======== Excerpted passage ========
For seven years, experts surveyed and sorted the mountains of paper. "Every box yielded a new gem," says the director of the community archive, Lothar Hölbling. Now the documents are being made available to the public for the first time, in collaboration with the Central Archives for the History of the Jewish People (CAHJP) in Jerusalem.

"Ordnung Muss Sein" ("There Must Be Order") is the show's ambiguous title. The collection features 500,000 pages of documents from the period between 1938 and 1945 alone. That makes the Vienna archive the world's largest Jewish collection of data from the era of National Socialism.

'A Nation's Lost Holocaust History'

"Until now, the history of Jewish persecution was written almost exclusively on the basis of documents left by the National Socialist perpetrators," says Paul Shapiro, the director of the Center for Advanced Holocaust Studies at the Holocaust Memorial Museum in Washington. Now the victims' files can also be seen in what the New York Times describes as "A nation's lost Holocaust history."
======== Data below ========
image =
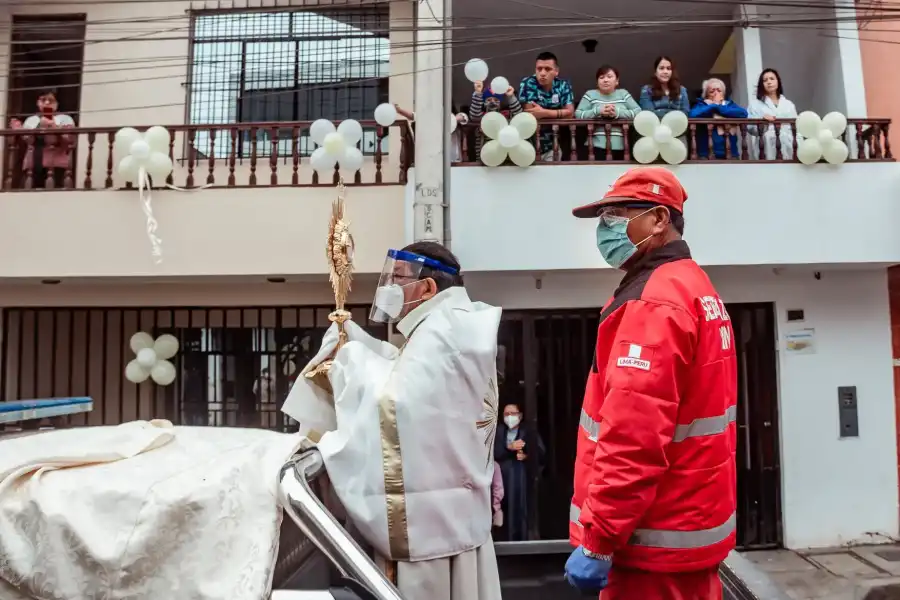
========
— Tasks to perform —
1. Print the part of the Vienna archive excerpt between "For seven years, experts" and "(CAHJP) in Jerusalem.", inclusive.
2. According to the Vienna archive excerpt, how many pages of documents from the period between 1938 and 1945 does the collection hold?
3. Pick up the Vienna archive excerpt from its final sentence and keep writing.
The listing comes from a different source than the Vienna archive excerpt.

— Written answers —
1.
For seven years, experts surveyed and sorted the mountains of paper. "Every box yielded a new gem," says the director of the community archive, Lothar Hölbling. Now the documents are being made available to the public for the first time, in collaboration with the Central Archives for the History of the Jewish People (CAHJP) in Jerusalem.

2. 500,000 pages.

3.
The show reveals what some Jews did in order to escape their country and the terror of the Nazis after the "Anschluss" or annexation of Austria by Germany in 1938. Desperate parents completed questionnaires for Kindertransporte ("children's transports") to arrange their children's escape: Little Erika Hausmann, for example, was to be sent to her brother in Palestine or to an aunt in London.

Others struggled to obtain exit visas. Sixty-two-year-old Marianne Pallak hoped to go to Cuba. Those who were lucky, as she was, received their papers with a stamp from local police and the eagle insignia of the German Reich. Many, as British naval documents attest, crossed the ocean to Uruguay, Paraguay or Brazil.

The community helped with preparations for the voyages whenever it could. Special courses allowed Jews to quickly learn practical professions, which they needed to emigrate to countries such as the United States. Those who had been robbed of their property or banned from their professions received clothing and food. Ill and weak children were sent to vacation homes. They lay in the sun, their gaunt bodies spread out on deck chairs, taking a brief holiday from the growing nightmare.

In February 1941, deportations from Vienna Aspang Station began. The names on the lists are meticulously recorded in 45 weathered files: a thousand people per transport.

The Jewish community itself had to prepare the mass expulsion of the Jews -- and later their deportation -- with bureaucratic efficiency. The community was forced "to administer its own death," as the curator-in-chief of the Jewish Museum, Felicitas Heimann-Jelinek, puts it.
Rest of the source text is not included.